* OBJECTIF DE L'EXERCICE: Poursuivez l'arrêt de la Cour suprême du Mali sur l'annulation de vente, reproduit ci-dessous, en reprenant juste après la phrase « Le recours est donc recevable en la forme. »

COUR SUPREME DU MALI REPUBLIQUE DU MALI
SECTION JUDICIAIRE Un Peuple - Un But - Une Foi
2ème CHAMBRE CIVILE -----------------
------------------
POURVOI N°05 DU 29 NOVEMBRE 2002
---------------------------------------
ARRET N°87 DU 25 AVRIL 2005
----------------------------------
NATURE: Annulation de vente.
LA COUR SUPREME DU MALI
A, en son audience publique ordinaire du lundi vingt cinq avril de l'an deux mil cinq, à laquelle siégeaient:
Monsieur Diadié Issa MAIGA, Président de la 2ème Chambre Civile, Président;
Monsieur Fakary DEMBELE, Conseiller à la Cour, membre;
Monsieur Sambala TRAORE, Conseiller à la Cour, Membre;
En présence de Monsieur Mahamadou BOIRE, Avocat Général près ladite Cour occupant le banc du Ministère Public;
Avec l'assistance de Maître SAMAKE Fatoumata Z. KEÏTA, Greffier;
Rendu l'arrêt dont la teneur suit:
SUR LE POURVOI de Maître Boh CISSE, Avocat à la cour agissant au nom et pour le compte de Aa C, d'une part ;
CONTRE: BMCD ayant pour conseils Maîtres Alassane DIOP Cabinet et Abdoulaye Garba TAPO, Avocat à la Cour, défenderesse, d'autre part;
Sur le rapport du Conseiller Sambala TRAORE et les conclusions écrite et orale des avocats Généraux Moussa Balla KEÏTA et Mahamadou BOIRE ;
Après en avoir délibéré conformément à la loi:
EN LA FORME:
Suivant Acte n°05 du 29 novembre 2002 du greffe du Tribunal civil de la commune Ii du District de Bamako, il a été enregistré le pourvoi formé le même jour par Maître Bôh CISSE, Avocat au Barreau du Mali agissant au nom et pour le compte de Aa C contre le jugement n°448 du 27 novembre 2002 par ledit Tribunal dans une instance en annulation de vente opposant son client à la Banque Malienne de crédit et de Dépôt;
Le demandeur a consigné et produit un mémoire ampliatif dans les formes et délai de la loi. Ledit mémoire, notifié à la défenderesse a fait l'objet de réponse dans les même constitutions;
Le recours est donc recevable en la forme.

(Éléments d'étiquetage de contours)
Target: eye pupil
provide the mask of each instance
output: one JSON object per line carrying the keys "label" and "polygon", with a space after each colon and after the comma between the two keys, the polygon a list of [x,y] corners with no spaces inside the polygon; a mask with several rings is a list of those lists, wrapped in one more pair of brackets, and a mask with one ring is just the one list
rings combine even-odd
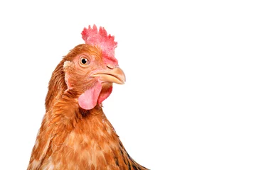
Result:
{"label": "eye pupil", "polygon": [[82,58],[81,60],[82,63],[84,64],[85,64],[87,63],[87,60],[85,58]]}

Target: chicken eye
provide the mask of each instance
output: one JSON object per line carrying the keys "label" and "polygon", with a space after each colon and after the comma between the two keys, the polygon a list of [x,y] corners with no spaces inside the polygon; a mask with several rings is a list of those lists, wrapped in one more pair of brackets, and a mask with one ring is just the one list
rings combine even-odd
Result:
{"label": "chicken eye", "polygon": [[82,66],[87,65],[90,63],[89,60],[85,57],[81,57],[80,62]]}

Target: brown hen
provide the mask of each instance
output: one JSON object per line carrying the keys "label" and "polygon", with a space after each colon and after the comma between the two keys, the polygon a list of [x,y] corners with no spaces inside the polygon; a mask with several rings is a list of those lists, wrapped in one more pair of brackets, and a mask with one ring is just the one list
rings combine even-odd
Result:
{"label": "brown hen", "polygon": [[147,169],[129,156],[102,108],[112,83],[125,81],[114,57],[117,43],[95,26],[82,35],[85,44],[52,74],[28,169]]}

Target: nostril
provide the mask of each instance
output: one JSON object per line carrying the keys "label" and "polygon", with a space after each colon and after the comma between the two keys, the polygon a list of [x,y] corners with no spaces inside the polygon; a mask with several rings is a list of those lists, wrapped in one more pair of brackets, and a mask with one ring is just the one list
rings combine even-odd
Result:
{"label": "nostril", "polygon": [[109,68],[109,69],[114,69],[114,66],[113,66],[113,65],[111,65],[111,64],[107,64],[107,67]]}

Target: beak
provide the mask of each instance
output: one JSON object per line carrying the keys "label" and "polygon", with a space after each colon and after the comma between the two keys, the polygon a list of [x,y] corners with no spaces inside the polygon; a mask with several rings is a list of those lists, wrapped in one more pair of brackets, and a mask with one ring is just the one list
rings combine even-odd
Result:
{"label": "beak", "polygon": [[100,71],[91,76],[99,76],[100,80],[104,82],[111,82],[119,84],[124,84],[125,82],[125,74],[118,67],[107,71]]}

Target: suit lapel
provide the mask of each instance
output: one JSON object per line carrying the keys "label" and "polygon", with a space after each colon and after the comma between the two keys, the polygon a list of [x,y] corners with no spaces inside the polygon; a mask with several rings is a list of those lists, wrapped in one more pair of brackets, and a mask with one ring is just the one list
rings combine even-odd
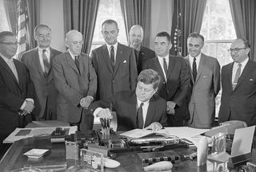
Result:
{"label": "suit lapel", "polygon": [[111,72],[114,72],[114,70],[112,68],[112,65],[110,63],[110,57],[109,51],[107,49],[106,45],[104,45],[102,46],[102,57],[103,57],[103,60],[105,61],[105,63],[106,63],[106,66],[108,67],[108,68],[110,69],[110,71],[111,71]]}
{"label": "suit lapel", "polygon": [[80,75],[79,71],[78,71],[77,66],[75,65],[74,61],[73,58],[71,57],[71,56],[70,56],[70,54],[69,52],[66,52],[66,61],[67,64],[68,64],[78,75]]}
{"label": "suit lapel", "polygon": [[248,61],[246,65],[245,66],[240,77],[238,78],[238,83],[237,83],[237,85],[236,87],[234,88],[234,90],[235,90],[238,87],[239,87],[239,85],[241,84],[242,81],[246,77],[246,76],[249,75],[250,73],[250,71],[251,69],[251,63],[250,61],[250,60]]}
{"label": "suit lapel", "polygon": [[145,125],[144,125],[145,127],[150,125],[150,123],[153,121],[154,111],[157,109],[157,108],[154,106],[154,102],[155,102],[155,100],[154,100],[154,97],[153,96],[153,97],[150,99],[150,100],[149,102],[149,107],[147,109],[147,114],[146,114]]}
{"label": "suit lapel", "polygon": [[41,66],[41,63],[40,63],[40,59],[39,59],[39,55],[38,55],[38,48],[35,49],[34,51],[34,54],[33,54],[33,61],[34,61],[34,66],[38,66],[38,72],[39,74],[44,77],[44,74],[43,74],[43,71]]}
{"label": "suit lapel", "polygon": [[[0,64],[2,64],[2,66],[6,68],[6,70],[9,72],[9,74],[11,76],[11,77],[15,80],[15,83],[17,84],[18,86],[18,82],[14,76],[14,74],[13,73],[12,70],[10,68],[9,65],[6,64],[6,62],[2,58],[0,57]],[[16,65],[15,65],[16,67]],[[17,68],[16,68],[17,70]],[[18,71],[17,71],[18,72]]]}
{"label": "suit lapel", "polygon": [[133,95],[129,99],[129,111],[130,115],[131,116],[131,119],[134,124],[134,128],[137,127],[137,96],[135,92],[134,92]]}
{"label": "suit lapel", "polygon": [[202,54],[201,55],[201,59],[200,59],[200,61],[199,61],[199,66],[198,66],[198,73],[197,73],[197,78],[195,80],[195,82],[194,83],[197,83],[201,74],[202,74],[202,72],[203,70],[203,67],[205,66],[206,64],[206,58],[204,57],[204,55]]}

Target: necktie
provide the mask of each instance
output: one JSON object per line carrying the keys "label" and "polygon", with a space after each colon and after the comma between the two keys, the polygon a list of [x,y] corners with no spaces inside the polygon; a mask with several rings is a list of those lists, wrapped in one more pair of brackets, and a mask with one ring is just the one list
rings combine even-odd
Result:
{"label": "necktie", "polygon": [[113,69],[114,68],[114,46],[110,47],[110,62]]}
{"label": "necktie", "polygon": [[194,77],[194,81],[197,79],[197,62],[196,62],[196,58],[194,57],[193,61],[193,68],[192,68],[192,73],[193,73],[193,77]]}
{"label": "necktie", "polygon": [[137,127],[138,128],[142,128],[144,125],[143,110],[142,110],[143,104],[144,104],[143,103],[141,103],[137,111]]}
{"label": "necktie", "polygon": [[166,77],[167,78],[167,72],[168,72],[167,63],[166,63],[166,58],[163,58],[162,60],[163,60],[163,69],[166,73]]}
{"label": "necktie", "polygon": [[48,75],[49,70],[50,70],[50,63],[48,62],[48,59],[46,54],[46,49],[42,49],[42,61],[43,61],[43,65],[45,67],[45,76]]}
{"label": "necktie", "polygon": [[74,64],[75,64],[75,65],[77,66],[77,68],[78,68],[78,72],[79,72],[79,73],[80,73],[78,57],[79,57],[79,56],[75,56],[75,57],[74,57]]}
{"label": "necktie", "polygon": [[18,73],[17,73],[17,70],[16,70],[16,67],[14,64],[14,62],[12,61],[11,60],[8,61],[8,65],[10,68],[11,71],[13,72],[17,81],[18,82]]}
{"label": "necktie", "polygon": [[242,64],[238,64],[238,68],[237,72],[235,73],[234,84],[232,85],[233,86],[233,90],[234,89],[235,86],[237,85],[238,79],[239,79],[239,76],[241,75],[241,66],[242,66]]}

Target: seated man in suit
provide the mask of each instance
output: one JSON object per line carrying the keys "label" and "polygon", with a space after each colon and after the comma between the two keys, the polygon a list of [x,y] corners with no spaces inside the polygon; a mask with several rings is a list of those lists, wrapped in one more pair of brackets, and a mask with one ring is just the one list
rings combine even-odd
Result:
{"label": "seated man in suit", "polygon": [[153,50],[142,45],[143,33],[143,29],[139,25],[133,25],[129,32],[130,47],[134,49],[138,73],[142,72],[142,66],[147,60],[155,57]]}
{"label": "seated man in suit", "polygon": [[135,92],[122,91],[106,100],[92,104],[89,109],[94,116],[111,119],[110,107],[117,113],[118,131],[134,128],[160,130],[166,126],[166,102],[155,95],[160,76],[152,69],[141,72]]}
{"label": "seated man in suit", "polygon": [[26,66],[13,58],[17,52],[16,35],[0,33],[0,147],[2,140],[16,127],[31,122],[35,91]]}

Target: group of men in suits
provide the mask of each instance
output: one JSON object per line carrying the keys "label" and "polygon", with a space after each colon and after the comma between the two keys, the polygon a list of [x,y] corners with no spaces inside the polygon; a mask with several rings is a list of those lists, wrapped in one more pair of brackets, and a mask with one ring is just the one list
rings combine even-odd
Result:
{"label": "group of men in suits", "polygon": [[[202,53],[203,37],[190,34],[189,54],[183,58],[170,55],[168,33],[157,34],[154,53],[142,46],[140,25],[130,29],[130,47],[118,42],[118,32],[115,21],[105,21],[106,44],[90,57],[82,53],[84,41],[78,31],[66,33],[68,49],[61,53],[50,47],[50,29],[39,25],[34,29],[38,47],[22,54],[23,63],[13,59],[15,35],[0,33],[2,138],[32,119],[58,119],[91,129],[94,115],[111,118],[110,110],[104,109],[110,104],[119,130],[210,128],[220,89],[220,66],[216,58]],[[243,39],[235,40],[230,51],[234,62],[222,69],[219,121],[254,125],[256,63],[249,59],[250,45]]]}

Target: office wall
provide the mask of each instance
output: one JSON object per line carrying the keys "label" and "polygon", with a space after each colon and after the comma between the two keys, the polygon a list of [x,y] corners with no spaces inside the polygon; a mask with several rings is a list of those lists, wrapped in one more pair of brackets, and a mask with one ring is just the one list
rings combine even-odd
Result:
{"label": "office wall", "polygon": [[[63,0],[40,0],[40,20],[52,29],[52,47],[65,51]],[[154,49],[154,37],[162,31],[170,33],[174,0],[152,0],[150,48]]]}
{"label": "office wall", "polygon": [[40,21],[51,29],[51,46],[65,51],[63,0],[40,0]]}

* RÉPONSE RÉDIGÉE:
AU FOND:
Sur les faits et la procédure:
En vertu de la grosse de l'acte notarié fixé par devant Maître Amadou DIOP, notaire à la résidence de Bamako, la Banque Malienne de Crédit et de dépôt est créancière de Monsieur Aa C pour la sommes de 126.318.580 F Cfa en principal et soin. Le débiteur avait consenti une hypothèque sur ses deux titres fonciers n°2301 et n°2938 sis à Bamako en garantie du paiement de la créance susdite;
Faute de paiement de la sommes de 126.318.580 F cfa représentant le montant dû par Aa C à sa créancière la BMDC, celle - ci saisit le Tribunal civil de la Commune II du District de Bamako en expropriation forcée portant sur les deux titres fonciers n°2331 et 2938 de Bamako pour avoir paiement de sa créance chiffrée à 126.318.580 Fcfa.
Suivant un jugement n°180 daté du 16 mai 2001, le Tribunal, à son audience éventuelle rejeta les dires et observations formulées par Aa C et fixa la date de la vente au mercredi 06 juin 2001.
Suivant jugement n°s 206 et 207 rendu le 06 juin 2001, le Tribunal civil de la Commune II du District de Bamako déclara la BMCD adjudicataire des titres fonciers n°2301 e 2938 du District de Bamako appartenant à Aa C .
Suivant un jugement n°448 rendu le 27 novembre 2002 dans une instance en annulation du jugement d'adjudication susdit, le Tribunal de la Commune II de Bamako a débouté Aa C de son action comme étant infondée.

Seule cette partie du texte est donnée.